------ INPUT FOR THIS TASK

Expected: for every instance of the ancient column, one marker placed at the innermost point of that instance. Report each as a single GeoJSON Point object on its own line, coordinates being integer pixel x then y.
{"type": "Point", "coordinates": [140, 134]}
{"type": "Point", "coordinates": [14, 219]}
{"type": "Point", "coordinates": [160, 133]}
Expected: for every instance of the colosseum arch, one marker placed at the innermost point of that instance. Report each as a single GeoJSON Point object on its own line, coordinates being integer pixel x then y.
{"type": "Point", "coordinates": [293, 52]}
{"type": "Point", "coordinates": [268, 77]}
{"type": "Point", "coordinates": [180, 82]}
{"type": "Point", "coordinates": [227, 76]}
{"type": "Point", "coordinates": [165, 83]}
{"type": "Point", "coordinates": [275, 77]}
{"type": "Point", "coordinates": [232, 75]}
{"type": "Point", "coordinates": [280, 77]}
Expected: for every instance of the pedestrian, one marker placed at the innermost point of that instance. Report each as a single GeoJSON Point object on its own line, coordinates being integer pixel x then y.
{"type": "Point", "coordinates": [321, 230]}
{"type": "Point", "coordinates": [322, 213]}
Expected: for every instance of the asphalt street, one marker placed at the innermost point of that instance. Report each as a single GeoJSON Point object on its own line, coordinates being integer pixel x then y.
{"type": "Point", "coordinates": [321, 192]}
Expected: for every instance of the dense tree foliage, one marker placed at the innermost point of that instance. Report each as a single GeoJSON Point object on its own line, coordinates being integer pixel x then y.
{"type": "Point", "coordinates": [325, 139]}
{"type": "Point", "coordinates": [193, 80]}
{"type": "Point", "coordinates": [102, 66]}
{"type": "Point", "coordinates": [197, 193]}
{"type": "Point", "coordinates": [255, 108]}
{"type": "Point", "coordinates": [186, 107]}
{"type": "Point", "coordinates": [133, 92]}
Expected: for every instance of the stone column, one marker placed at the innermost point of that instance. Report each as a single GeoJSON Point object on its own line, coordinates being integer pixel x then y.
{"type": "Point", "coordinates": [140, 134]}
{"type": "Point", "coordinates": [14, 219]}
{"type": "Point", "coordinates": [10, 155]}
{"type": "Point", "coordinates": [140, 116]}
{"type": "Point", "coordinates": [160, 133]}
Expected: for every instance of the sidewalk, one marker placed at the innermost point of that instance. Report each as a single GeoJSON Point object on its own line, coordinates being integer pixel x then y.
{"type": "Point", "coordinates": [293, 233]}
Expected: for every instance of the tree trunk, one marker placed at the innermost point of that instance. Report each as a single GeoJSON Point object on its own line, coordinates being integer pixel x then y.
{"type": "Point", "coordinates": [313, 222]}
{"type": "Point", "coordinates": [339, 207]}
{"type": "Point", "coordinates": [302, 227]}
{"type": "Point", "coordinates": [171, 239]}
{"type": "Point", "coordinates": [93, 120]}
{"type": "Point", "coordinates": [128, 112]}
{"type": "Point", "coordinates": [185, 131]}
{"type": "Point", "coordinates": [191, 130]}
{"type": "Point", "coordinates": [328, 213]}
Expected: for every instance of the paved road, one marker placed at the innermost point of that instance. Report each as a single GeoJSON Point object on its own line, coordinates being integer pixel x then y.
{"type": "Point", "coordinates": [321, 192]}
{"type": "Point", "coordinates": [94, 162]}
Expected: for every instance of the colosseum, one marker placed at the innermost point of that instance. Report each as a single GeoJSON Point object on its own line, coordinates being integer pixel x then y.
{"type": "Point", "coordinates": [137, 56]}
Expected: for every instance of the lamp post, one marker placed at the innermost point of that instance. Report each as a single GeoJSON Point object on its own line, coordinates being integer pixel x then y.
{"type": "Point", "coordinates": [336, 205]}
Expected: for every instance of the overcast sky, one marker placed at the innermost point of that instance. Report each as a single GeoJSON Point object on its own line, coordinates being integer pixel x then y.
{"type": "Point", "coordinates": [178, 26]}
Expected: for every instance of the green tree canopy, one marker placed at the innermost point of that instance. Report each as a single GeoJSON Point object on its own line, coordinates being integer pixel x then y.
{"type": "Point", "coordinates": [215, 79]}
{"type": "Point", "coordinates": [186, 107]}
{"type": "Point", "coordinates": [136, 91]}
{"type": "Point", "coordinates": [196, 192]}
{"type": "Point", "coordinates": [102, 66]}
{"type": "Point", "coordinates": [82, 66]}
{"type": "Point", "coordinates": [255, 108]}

------------

#### YOUR TASK
Repeat every record, exactly as written.

#### OUTPUT FOR THIS TASK
Expected: for every instance of the ancient column, one marker placed at the innermost point of that instance. Report each as a single GeoJSON Point object on its own line, coordinates being integer pixel x then y.
{"type": "Point", "coordinates": [140, 134]}
{"type": "Point", "coordinates": [14, 219]}
{"type": "Point", "coordinates": [160, 133]}
Expected: for every instance of the colosseum arch, one marker placed at the innermost point of that instance. Report each as a single GeoJSON Point object on its own line, coordinates being integer pixel x then y.
{"type": "Point", "coordinates": [293, 52]}
{"type": "Point", "coordinates": [268, 77]}
{"type": "Point", "coordinates": [180, 82]}
{"type": "Point", "coordinates": [227, 76]}
{"type": "Point", "coordinates": [165, 83]}
{"type": "Point", "coordinates": [275, 77]}
{"type": "Point", "coordinates": [232, 75]}
{"type": "Point", "coordinates": [280, 77]}
Expected: for every instance of the pedestrian, one marker placed at the innermost point of that instance. Report each as a single GeoJSON Point object on its own line, coordinates being integer pixel x then y.
{"type": "Point", "coordinates": [321, 230]}
{"type": "Point", "coordinates": [322, 213]}
Expected: for every instance of the asphalt street, one marker placed at the innermost point of that instance. Report each as a single GeoJSON Point object on its own line, coordinates being integer pixel x then y.
{"type": "Point", "coordinates": [321, 192]}
Expected: for every instance of the dense tree foliage, one marker placed at the innermost point of that instance. Report each as a single GeoJSON Point object on its own line, coordinates being integer pixel x then y.
{"type": "Point", "coordinates": [325, 139]}
{"type": "Point", "coordinates": [193, 80]}
{"type": "Point", "coordinates": [102, 66]}
{"type": "Point", "coordinates": [197, 193]}
{"type": "Point", "coordinates": [255, 108]}
{"type": "Point", "coordinates": [186, 107]}
{"type": "Point", "coordinates": [133, 92]}
Expected: for every instance of the stone column, one marker placed at the innermost point of that instance. Report each as a single GeoJSON Point object on its own line, coordinates being integer pixel x then y.
{"type": "Point", "coordinates": [140, 134]}
{"type": "Point", "coordinates": [14, 219]}
{"type": "Point", "coordinates": [10, 155]}
{"type": "Point", "coordinates": [140, 116]}
{"type": "Point", "coordinates": [160, 133]}
Expected: for every instance of the sidewalk, one marker placed at the innermost point of that instance. Report each as a single GeoJSON Point object on its own line, coordinates being integer pixel x then y.
{"type": "Point", "coordinates": [293, 233]}
Expected: for every instance of the tree trunk, one marker placed at the innermost point of that instance. Report each as a single GeoJSON Point object on its own line, coordinates being integer pixel x then y.
{"type": "Point", "coordinates": [313, 222]}
{"type": "Point", "coordinates": [339, 207]}
{"type": "Point", "coordinates": [302, 227]}
{"type": "Point", "coordinates": [171, 239]}
{"type": "Point", "coordinates": [93, 120]}
{"type": "Point", "coordinates": [128, 112]}
{"type": "Point", "coordinates": [185, 131]}
{"type": "Point", "coordinates": [191, 130]}
{"type": "Point", "coordinates": [328, 213]}
Expected: for every instance of the paved road, one marker placed at the innermost point of that instance. Report each as a single GeoJSON Point object on its own line, coordinates being integer pixel x then y.
{"type": "Point", "coordinates": [321, 192]}
{"type": "Point", "coordinates": [94, 162]}
Expected: for every instance of the colosseum, one marker placed at the innermost point of that instance. Report each as a single GeoJSON Point object on its own line, coordinates being integer pixel x then y.
{"type": "Point", "coordinates": [137, 56]}
Expected: for every instance of the lamp post, one marker placed at the innermost point of that instance. Report each as a single GeoJSON Point object on its own line, coordinates being integer pixel x then y.
{"type": "Point", "coordinates": [336, 205]}
Expected: for every instance of the overcast sky, one marker placed at the innermost point of that instance. Report each as a single GeoJSON Point object on its own line, coordinates being integer pixel x then y.
{"type": "Point", "coordinates": [178, 26]}
Expected: for every instance of the green tree canopy, one marker placed at the innermost point of that instance. Report each as a single GeoJSON Point object on its own line, coordinates being integer pixel x then y.
{"type": "Point", "coordinates": [215, 79]}
{"type": "Point", "coordinates": [186, 107]}
{"type": "Point", "coordinates": [136, 91]}
{"type": "Point", "coordinates": [196, 192]}
{"type": "Point", "coordinates": [102, 66]}
{"type": "Point", "coordinates": [82, 66]}
{"type": "Point", "coordinates": [255, 108]}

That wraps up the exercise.